* ENTRIES SUPPLIED:
+---+
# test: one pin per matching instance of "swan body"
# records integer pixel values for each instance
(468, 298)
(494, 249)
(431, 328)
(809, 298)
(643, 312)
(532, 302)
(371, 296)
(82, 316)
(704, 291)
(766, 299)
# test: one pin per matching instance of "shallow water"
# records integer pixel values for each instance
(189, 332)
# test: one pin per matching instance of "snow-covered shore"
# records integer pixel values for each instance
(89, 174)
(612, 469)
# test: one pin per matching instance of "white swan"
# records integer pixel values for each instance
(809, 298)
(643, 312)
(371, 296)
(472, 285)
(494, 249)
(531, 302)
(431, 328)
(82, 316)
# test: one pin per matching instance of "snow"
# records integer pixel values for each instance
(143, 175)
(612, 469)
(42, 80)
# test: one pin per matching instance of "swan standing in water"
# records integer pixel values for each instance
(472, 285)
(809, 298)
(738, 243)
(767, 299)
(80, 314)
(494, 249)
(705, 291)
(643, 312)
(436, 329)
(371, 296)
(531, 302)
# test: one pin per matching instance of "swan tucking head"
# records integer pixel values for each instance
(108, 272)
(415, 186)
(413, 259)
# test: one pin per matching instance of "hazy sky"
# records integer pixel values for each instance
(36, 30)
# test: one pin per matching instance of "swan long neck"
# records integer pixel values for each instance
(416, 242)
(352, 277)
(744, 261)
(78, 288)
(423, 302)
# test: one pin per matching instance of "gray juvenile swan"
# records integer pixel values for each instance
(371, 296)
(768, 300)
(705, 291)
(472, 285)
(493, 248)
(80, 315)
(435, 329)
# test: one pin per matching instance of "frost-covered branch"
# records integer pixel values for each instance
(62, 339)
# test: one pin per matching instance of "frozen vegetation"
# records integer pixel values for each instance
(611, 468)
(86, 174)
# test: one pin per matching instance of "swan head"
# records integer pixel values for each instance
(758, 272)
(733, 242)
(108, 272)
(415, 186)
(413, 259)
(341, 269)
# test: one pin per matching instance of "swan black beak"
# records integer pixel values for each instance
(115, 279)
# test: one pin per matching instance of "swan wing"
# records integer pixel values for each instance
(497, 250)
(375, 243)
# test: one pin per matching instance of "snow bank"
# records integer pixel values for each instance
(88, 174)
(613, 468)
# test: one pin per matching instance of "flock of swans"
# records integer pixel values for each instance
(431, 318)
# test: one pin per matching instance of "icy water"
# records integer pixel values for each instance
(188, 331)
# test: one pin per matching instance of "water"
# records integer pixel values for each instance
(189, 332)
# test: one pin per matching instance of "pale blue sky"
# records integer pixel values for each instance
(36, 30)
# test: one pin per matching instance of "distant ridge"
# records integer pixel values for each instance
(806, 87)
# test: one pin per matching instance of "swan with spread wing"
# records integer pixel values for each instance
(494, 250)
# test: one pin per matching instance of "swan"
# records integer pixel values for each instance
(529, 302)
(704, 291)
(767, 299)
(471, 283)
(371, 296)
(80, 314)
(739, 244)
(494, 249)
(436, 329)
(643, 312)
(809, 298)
+---+
* TASK DESCRIPTION:
Where a line in the entries holds "water", copy that line.

* EXERCISE RESPONSE:
# test: one pin per matching instance of "shallow water"
# test: one pin per matching instance of "swan standing in water"
# test: one pin per matching instance of "icy water"
# test: one pin per matching instance of "water"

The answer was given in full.